» **ACTIVITY**: Identify and pull out each line of the entries in which "leaf" occurs.

» **SUPPLIED ENTRIES**:
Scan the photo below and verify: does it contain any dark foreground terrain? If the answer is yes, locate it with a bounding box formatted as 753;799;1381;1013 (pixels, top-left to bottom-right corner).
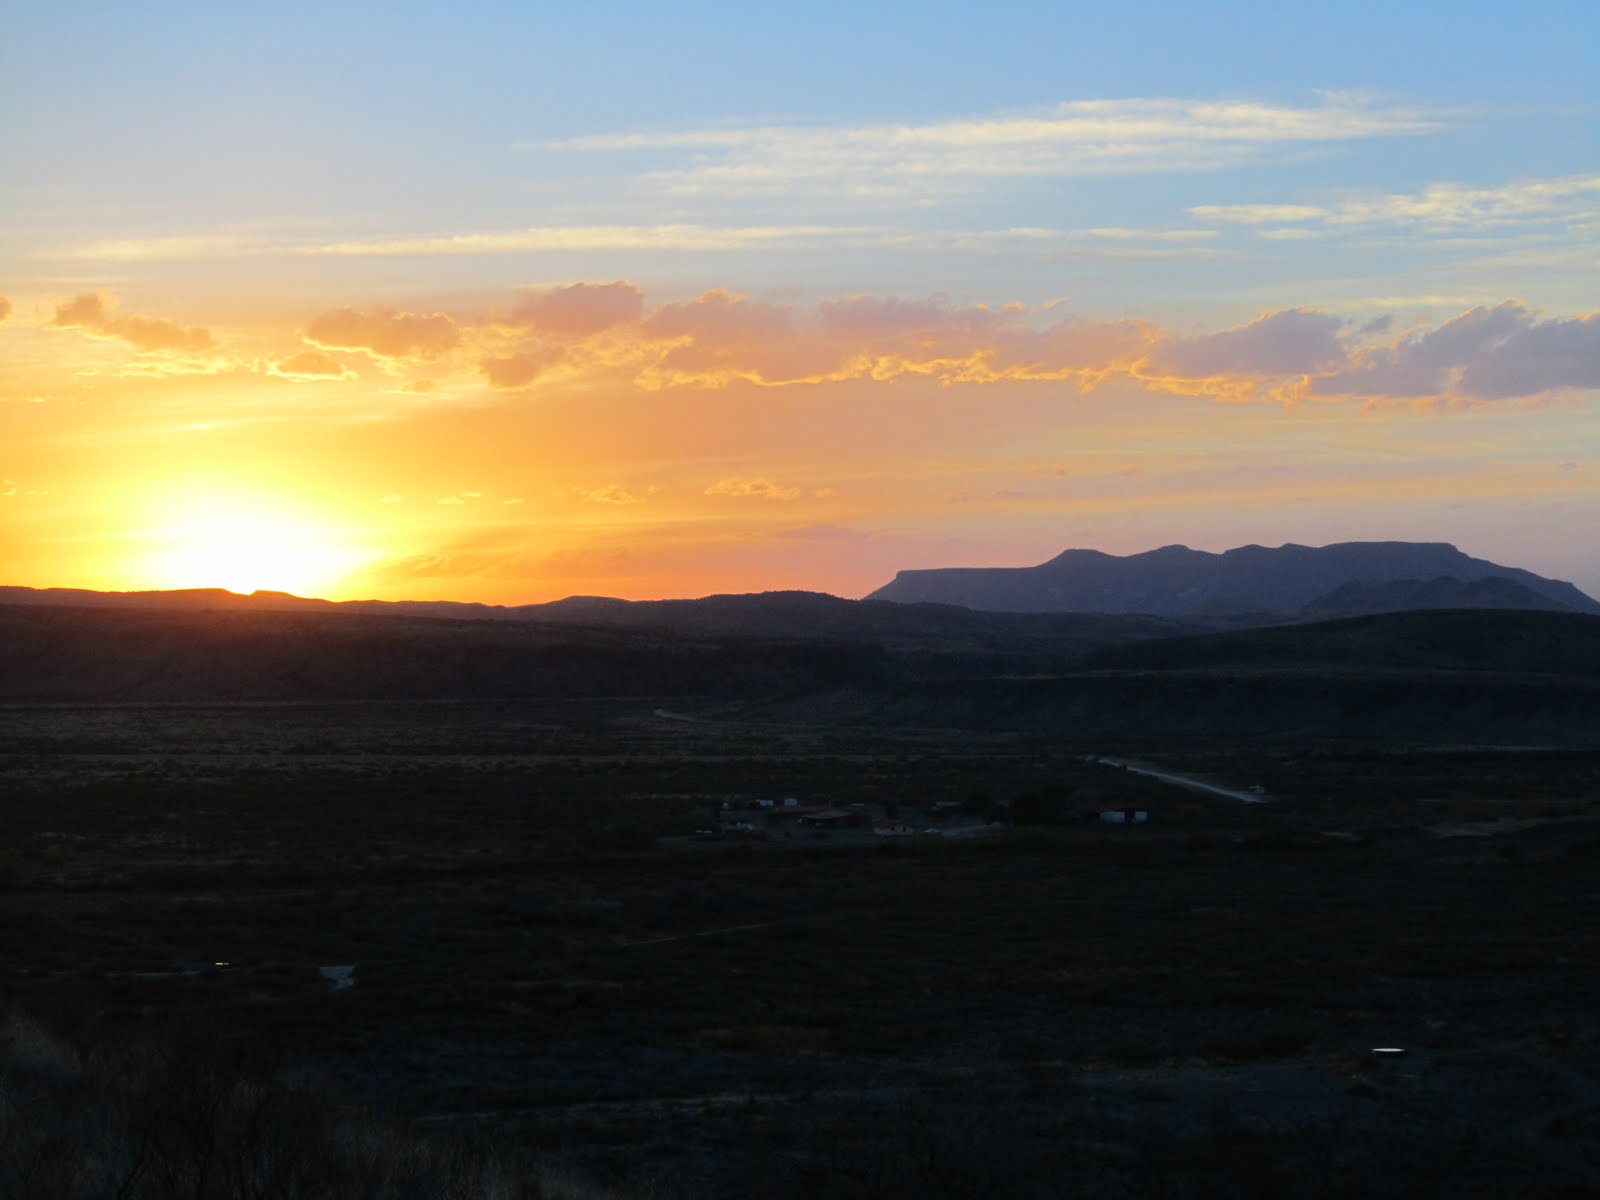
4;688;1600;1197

...

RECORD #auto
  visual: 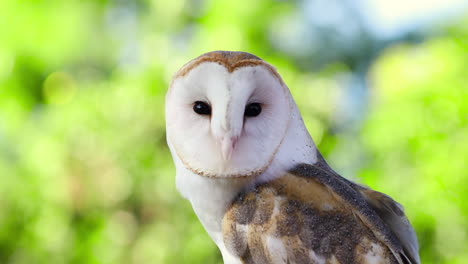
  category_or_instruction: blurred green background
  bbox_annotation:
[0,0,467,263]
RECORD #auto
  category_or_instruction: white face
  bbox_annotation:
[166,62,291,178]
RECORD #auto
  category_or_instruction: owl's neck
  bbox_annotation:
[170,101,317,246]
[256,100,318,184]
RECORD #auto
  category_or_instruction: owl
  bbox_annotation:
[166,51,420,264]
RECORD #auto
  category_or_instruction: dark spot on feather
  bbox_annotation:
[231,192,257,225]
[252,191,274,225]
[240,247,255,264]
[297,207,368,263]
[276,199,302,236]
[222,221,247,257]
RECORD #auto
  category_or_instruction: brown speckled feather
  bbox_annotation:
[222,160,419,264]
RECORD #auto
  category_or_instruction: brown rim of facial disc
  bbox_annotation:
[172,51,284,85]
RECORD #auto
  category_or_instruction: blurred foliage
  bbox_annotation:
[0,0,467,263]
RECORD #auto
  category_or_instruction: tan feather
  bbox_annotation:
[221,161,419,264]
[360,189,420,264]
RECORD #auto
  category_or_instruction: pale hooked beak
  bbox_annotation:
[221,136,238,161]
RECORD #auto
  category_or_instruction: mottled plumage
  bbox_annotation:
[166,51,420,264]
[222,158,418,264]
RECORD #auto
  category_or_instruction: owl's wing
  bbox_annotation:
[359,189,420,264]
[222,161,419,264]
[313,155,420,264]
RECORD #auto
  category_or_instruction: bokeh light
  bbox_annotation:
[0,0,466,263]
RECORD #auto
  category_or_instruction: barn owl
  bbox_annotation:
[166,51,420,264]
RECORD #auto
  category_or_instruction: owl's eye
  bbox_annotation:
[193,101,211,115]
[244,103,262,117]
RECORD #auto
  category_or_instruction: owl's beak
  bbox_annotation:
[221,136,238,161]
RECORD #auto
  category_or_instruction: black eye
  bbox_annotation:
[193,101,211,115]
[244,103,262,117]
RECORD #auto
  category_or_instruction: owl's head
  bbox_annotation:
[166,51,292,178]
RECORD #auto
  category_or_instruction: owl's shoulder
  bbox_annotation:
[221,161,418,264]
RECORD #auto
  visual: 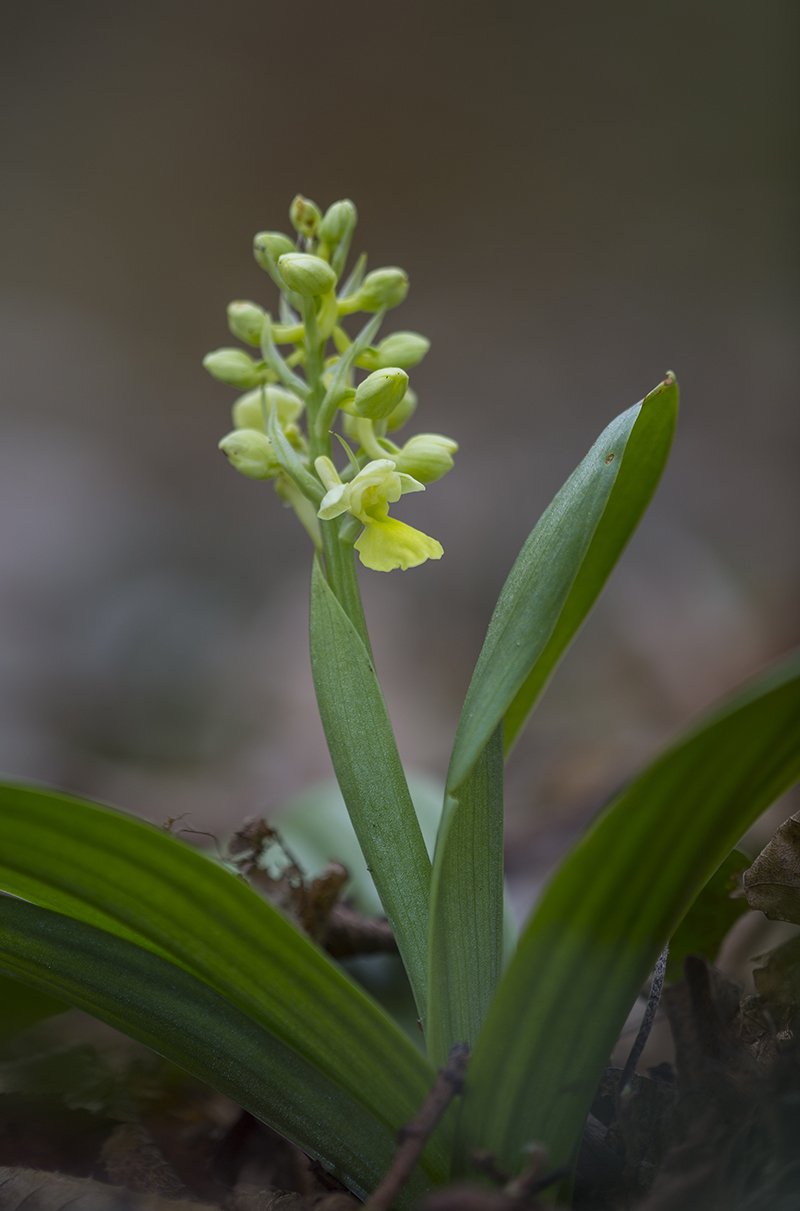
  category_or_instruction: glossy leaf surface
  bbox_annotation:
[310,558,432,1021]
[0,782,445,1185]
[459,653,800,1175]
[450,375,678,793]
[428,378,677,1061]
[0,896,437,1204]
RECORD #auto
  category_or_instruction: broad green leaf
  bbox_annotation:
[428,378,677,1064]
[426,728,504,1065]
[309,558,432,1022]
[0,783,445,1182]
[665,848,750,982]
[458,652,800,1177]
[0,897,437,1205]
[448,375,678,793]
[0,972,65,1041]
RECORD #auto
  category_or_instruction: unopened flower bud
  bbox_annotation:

» **ANSWER BELOW**:
  category_or_instruction: glossy leaf surface
  category_or_instruction: broad green leaf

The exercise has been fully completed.